Copy the listing below, switching every "JSON array" to "JSON list" and leaving all other text unchanged.

==== RAW DATA ====

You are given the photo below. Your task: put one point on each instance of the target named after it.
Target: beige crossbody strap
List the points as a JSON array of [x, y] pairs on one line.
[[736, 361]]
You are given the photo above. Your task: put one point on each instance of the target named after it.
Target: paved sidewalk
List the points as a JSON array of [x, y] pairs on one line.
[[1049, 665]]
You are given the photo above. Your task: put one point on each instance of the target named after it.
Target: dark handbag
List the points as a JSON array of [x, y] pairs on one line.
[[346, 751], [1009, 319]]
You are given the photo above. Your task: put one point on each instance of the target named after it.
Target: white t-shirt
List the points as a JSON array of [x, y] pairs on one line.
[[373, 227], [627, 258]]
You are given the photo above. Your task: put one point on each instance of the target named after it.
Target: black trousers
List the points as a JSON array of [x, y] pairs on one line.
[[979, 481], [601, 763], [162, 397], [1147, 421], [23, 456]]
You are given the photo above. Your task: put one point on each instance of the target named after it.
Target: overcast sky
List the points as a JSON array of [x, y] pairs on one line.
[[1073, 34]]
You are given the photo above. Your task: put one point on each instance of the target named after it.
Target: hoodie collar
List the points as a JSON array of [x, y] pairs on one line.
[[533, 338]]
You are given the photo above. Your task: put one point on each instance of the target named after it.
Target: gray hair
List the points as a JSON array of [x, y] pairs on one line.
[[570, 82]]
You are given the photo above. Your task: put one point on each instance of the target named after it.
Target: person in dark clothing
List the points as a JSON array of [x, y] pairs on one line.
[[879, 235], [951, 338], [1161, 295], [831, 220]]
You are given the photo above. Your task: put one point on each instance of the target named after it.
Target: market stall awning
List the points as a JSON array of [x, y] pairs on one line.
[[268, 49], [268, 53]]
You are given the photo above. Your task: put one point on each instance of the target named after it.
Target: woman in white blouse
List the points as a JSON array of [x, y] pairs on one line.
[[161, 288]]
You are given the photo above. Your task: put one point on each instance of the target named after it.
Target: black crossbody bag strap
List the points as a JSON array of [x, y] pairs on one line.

====

● **EXERCISE RESPONSE**
You are given the photo below. Your task: put one point on each instance of the target named after it.
Target: beige crossbody strap
List the points as a JSON list of [x, y] pairs on one line.
[[736, 361]]
You are given the photo above. Your task: put one point on each instance of the target named after it.
Target: paved sidewalk
List the points as a JSON list of [x, y] pairs on one line.
[[1049, 665]]
You are given the photo above. Your task: put one point on each instance of the target named after it.
Target: dark handbag
List the points as a JSON list of [x, y] pairs on one line.
[[346, 751], [1009, 319]]
You are given the photo above. Your task: put one point on each instance of the target named after it.
Target: white t-shirt
List the points as a JSON list of [x, y] pairs on one line.
[[373, 227], [627, 258]]
You are given the photo above. Your task: put one point on each instance of the target named after it.
Target: black trousers
List the points as a JSON list of [x, y] pairs on one line.
[[979, 481], [601, 763], [162, 397], [1147, 421], [23, 456]]
You are given the photo above. Your task: put one point on each instance of the target named after it.
Target: overcast sky
List the points as a JSON list of [x, y] pairs on one line.
[[1073, 34]]
You are given the photo above. Your task: put one point on each instance of the target named after it.
Target: hoodie collar
List the points as a JSON list of [x, y] pairs on one line.
[[533, 338]]
You are given the photo above. Your task: put one point on each instance of the target named after it.
Target: gray hair
List the points as a JSON list of [x, y] pairs on one line.
[[570, 82]]
You are given the photo above. Your task: put one point on each instance of the target named after it.
Target: person in dark clothing
List the points as a JSON list of [x, y] pairs on one line.
[[879, 235], [951, 338], [1161, 295], [831, 220]]
You are given the photo above. Your task: put one point on each instance of the target named after it.
Target: market stall awning
List the points as a JSON list of [x, y] pairs on one line.
[[268, 49], [268, 53]]
You are given the photo above. Your task: put one point on each instance of the target named after it.
Target: woman in white blouse
List the points as a JSON list of [x, y] pairs on one line.
[[161, 288]]
You are given the photo above. Your task: put one point on each instance of the target named after it.
Target: black crossbody bag strap
List the points as a JSON list of [x, y] pairs on one line.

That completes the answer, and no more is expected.